** start Excerpt provided **

Why not organise a hackathon during your next event? It stimulates innovation in the sector, attracts a new target group and adds significant dynamics to the event. We recently organised our first hackathon and are pleased to share our experiences with you.
As an event organiser, your tasks involve far more than organisation alone. In many cases you also act as a moderator or initiator of a community. So how do you combine these tasks? You can’t always see what’s brewing among your participants or members, which means you don’t always know which innovations or ideas are being shared. With a hackathon as (sub)event you can attract new target groups to your event and generate fresh answers to the issues at play in your sector.
The importance of innovation
As RAI Amsterdam believes in the importance of innovation in the event industry, we continue to challenge ourselves and the sector as a whole. With this in mind, we organised a hackathon from 31 October to 1 November. With 50 hackers in eight teams resolving four critical issues in the event sector in just 24 hours, the hackathon produced some great ideas. It was also an excellent way to explore the opportunities that a hackathon offers as an inspiring vehicle for adding an extra dimension to your event.
Relevant issues
The four challenges addressed in our hackathon revolved around sustainability, experience, matchmaking and logistics in relation to events. In the daily hustle and bustle, organisers rarely have the opportunity to approach these issues from a strategic point of view. This is why we brought people from very different backgrounds together, including programmers, scientists, students and professionals from the Netherlands and abroad. The cross-pollination between disciplines acted as a catalyst for ideas, while we provided a 24-hour pressure cooker and a structured innovation technique based on the Dutch Design Thinking innovation method.
Design Thinking
Hackathons are often associated with solving IT-related issues, but they can easily be used in other frameworks too. Do make sure that your creation benefits from a clear direction and structure. One well-known approach involves the Design Thinking method, which focuses on the individual and takes the same steps again and again: empathise, define, ideate, prototype and test.
Various parties are specialised in this method and can guide the process as a moderator. We worked with Studio.Why, for example. Moderators are crucial to get the process going, steer it in the right direction and dislodge things when they get stuck. Other important ingredients of a successful hackathon are an inspiring environment, the right ambiance, breaks to relax the mind and healthy catering that can keep people active for 24 hours. To ensure these aspects were present we also involved various professional partners.
Everyone’s a winner
The winner was the ‘From purple to virtual’ team, which came up with a concept in which modular stand construction was enriched with an interactive digital world. The stand construction elements are all reusable, placed in the space by robotic arms and delivered and removed by robots too. This limits the number of logistic movements and, at the same time, offers many opportunities. The concept won the team the honours and a tidy sum of €2,500 euro for a charity of their choice. And that was just the start. Because when the hackathon ends, the development of the idea starts in reality. When you organise your own hackathon, consider the extent to which you wish to be involved in this process.
New community
The hackathon had several other results, including the birth of a new community that we can invite again during the next edition, a change in the mindset of the participants, and more new ideas in the slipstream that could be of interest to the entire sector.
What can a hackathon mean for your event?

** end Excerpt provided **
** start Information supplied **

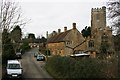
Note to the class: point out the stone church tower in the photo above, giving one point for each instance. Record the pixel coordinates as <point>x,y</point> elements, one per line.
<point>100,33</point>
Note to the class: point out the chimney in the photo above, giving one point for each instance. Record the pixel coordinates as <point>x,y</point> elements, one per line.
<point>59,31</point>
<point>74,25</point>
<point>65,29</point>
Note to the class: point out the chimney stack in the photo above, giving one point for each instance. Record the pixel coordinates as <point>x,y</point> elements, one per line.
<point>59,31</point>
<point>65,29</point>
<point>74,25</point>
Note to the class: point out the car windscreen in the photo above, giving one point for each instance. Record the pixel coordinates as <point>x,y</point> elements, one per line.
<point>14,66</point>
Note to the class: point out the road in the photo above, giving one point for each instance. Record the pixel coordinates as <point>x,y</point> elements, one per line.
<point>33,69</point>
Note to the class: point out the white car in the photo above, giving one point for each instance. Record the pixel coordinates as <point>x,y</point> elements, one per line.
<point>14,69</point>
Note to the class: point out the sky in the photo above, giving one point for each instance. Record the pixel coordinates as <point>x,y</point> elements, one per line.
<point>51,15</point>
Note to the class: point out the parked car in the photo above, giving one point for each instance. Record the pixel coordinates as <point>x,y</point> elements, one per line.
<point>18,55</point>
<point>80,55</point>
<point>14,69</point>
<point>40,57</point>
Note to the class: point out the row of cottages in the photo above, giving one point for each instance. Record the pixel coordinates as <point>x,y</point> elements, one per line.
<point>64,43</point>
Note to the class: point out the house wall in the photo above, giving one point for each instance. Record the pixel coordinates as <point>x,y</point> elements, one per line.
<point>56,48</point>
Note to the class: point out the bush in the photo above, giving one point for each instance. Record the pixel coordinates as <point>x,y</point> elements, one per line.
<point>66,67</point>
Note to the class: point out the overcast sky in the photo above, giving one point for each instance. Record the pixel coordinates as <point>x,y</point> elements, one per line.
<point>51,15</point>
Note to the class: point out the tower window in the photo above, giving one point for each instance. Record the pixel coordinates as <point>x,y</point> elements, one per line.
<point>97,16</point>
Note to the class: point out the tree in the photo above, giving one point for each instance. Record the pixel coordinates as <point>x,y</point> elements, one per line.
<point>86,32</point>
<point>10,15</point>
<point>114,15</point>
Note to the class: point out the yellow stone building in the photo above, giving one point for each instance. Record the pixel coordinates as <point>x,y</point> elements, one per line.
<point>100,33</point>
<point>64,43</point>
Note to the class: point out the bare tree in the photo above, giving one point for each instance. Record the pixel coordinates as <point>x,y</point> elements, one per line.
<point>114,15</point>
<point>10,15</point>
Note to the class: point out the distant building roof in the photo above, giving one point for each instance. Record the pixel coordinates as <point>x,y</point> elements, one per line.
<point>58,37</point>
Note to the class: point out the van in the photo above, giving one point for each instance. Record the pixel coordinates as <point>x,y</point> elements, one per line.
<point>14,69</point>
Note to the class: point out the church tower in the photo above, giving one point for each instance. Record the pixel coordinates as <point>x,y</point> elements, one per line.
<point>98,18</point>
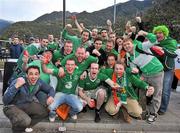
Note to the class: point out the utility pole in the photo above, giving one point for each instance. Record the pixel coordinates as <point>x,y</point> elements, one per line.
<point>64,13</point>
<point>114,12</point>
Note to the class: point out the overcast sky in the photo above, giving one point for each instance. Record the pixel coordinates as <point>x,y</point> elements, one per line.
<point>28,10</point>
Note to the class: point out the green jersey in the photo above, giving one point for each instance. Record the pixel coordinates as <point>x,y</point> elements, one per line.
<point>89,84</point>
<point>68,83</point>
<point>77,42</point>
<point>43,76</point>
<point>32,50</point>
<point>81,65</point>
<point>52,46</point>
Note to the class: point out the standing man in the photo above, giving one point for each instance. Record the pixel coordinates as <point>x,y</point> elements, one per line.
<point>15,49</point>
<point>59,54</point>
<point>32,50</point>
<point>77,42</point>
<point>168,45</point>
<point>150,66</point>
<point>52,45</point>
<point>21,104</point>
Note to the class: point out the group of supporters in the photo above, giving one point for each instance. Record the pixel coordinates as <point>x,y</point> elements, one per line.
<point>132,73</point>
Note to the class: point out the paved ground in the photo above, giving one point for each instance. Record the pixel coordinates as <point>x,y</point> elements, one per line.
<point>170,122</point>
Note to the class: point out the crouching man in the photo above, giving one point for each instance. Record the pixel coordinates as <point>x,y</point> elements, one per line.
<point>21,105</point>
<point>90,89</point>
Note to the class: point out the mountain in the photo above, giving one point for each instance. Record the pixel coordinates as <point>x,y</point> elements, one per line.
<point>4,24</point>
<point>54,16</point>
<point>52,23</point>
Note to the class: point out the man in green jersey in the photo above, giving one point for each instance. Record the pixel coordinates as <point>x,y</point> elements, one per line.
<point>90,89</point>
<point>77,42</point>
<point>150,66</point>
<point>59,54</point>
<point>47,78</point>
<point>66,90</point>
<point>32,50</point>
<point>81,59</point>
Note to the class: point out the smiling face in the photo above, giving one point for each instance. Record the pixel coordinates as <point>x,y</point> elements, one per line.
<point>70,66</point>
<point>94,33</point>
<point>33,75</point>
<point>98,44</point>
<point>94,69</point>
<point>85,36</point>
<point>80,54</point>
<point>68,47</point>
<point>119,70</point>
<point>128,46</point>
<point>160,36</point>
<point>47,55</point>
<point>111,61</point>
<point>109,46</point>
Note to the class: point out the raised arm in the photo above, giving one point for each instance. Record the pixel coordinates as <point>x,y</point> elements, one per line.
<point>74,18</point>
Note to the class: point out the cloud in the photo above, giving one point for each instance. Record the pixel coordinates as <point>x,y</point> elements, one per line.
<point>27,10</point>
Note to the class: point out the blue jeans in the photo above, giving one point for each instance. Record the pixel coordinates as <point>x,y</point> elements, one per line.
<point>70,99</point>
<point>167,82</point>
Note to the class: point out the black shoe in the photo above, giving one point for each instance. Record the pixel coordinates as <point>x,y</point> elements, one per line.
<point>152,118</point>
<point>161,113</point>
<point>144,115</point>
<point>97,116</point>
<point>84,110</point>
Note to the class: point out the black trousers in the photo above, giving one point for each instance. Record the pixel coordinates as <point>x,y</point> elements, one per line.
<point>25,115</point>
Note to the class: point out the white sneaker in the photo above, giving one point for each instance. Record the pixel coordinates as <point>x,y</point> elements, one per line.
<point>52,119</point>
<point>74,117</point>
<point>62,129</point>
<point>28,130</point>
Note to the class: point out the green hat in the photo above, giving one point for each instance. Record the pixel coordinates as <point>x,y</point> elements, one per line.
<point>161,28</point>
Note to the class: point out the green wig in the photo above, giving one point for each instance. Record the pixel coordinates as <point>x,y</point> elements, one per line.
<point>161,28</point>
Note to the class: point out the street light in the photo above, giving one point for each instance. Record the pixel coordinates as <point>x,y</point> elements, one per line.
<point>114,11</point>
<point>64,13</point>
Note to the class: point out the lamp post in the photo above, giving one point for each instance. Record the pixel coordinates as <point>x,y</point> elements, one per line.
<point>114,11</point>
<point>64,13</point>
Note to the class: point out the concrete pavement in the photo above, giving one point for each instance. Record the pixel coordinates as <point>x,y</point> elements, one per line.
<point>170,122</point>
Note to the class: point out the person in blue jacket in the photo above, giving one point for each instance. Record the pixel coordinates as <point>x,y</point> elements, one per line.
<point>21,105</point>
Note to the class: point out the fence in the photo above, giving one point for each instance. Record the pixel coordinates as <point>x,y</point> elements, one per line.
<point>4,50</point>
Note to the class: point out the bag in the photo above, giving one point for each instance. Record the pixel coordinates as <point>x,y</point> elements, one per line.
<point>63,111</point>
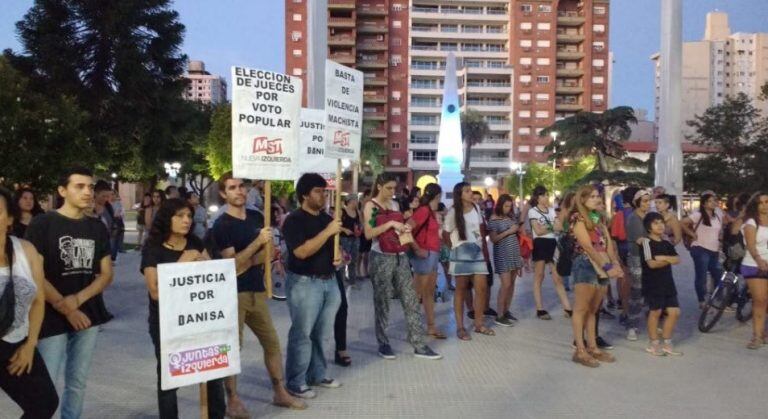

** end Information supplied **

● **Set of tasks**
1. Using the hackathon article, answer each of the following:
(a) How many hackers took part, and in how many teams?
(b) Which five steps does the Design Thinking method repeat?
(c) What was the name of the winning team?
2. From the hackathon article, reproduce word for word the stretch from "Relevant issues" through "Thinking innovation method.".

● **Task-by-task solutions**
1.
(a) 50 hackers in eight teams.
(b) Empathise, define, ideate, prototype and test.
(c) ‘From purple to virtual’.

2.
Relevant issues
The four challenges addressed in our hackathon revolved around sustainability, experience, matchmaking and logistics in relation to events. In the daily hustle and bustle, organisers rarely have the opportunity to approach these issues from a strategic point of view. This is why we brought people from very different backgrounds together, including programmers, scientists, students and professionals from the Netherlands and abroad. The cross-pollination between disciplines acted as a catalyst for ideas, while we provided a 24-hour pressure cooker and a structured innovation technique based on the Dutch Design Thinking innovation method.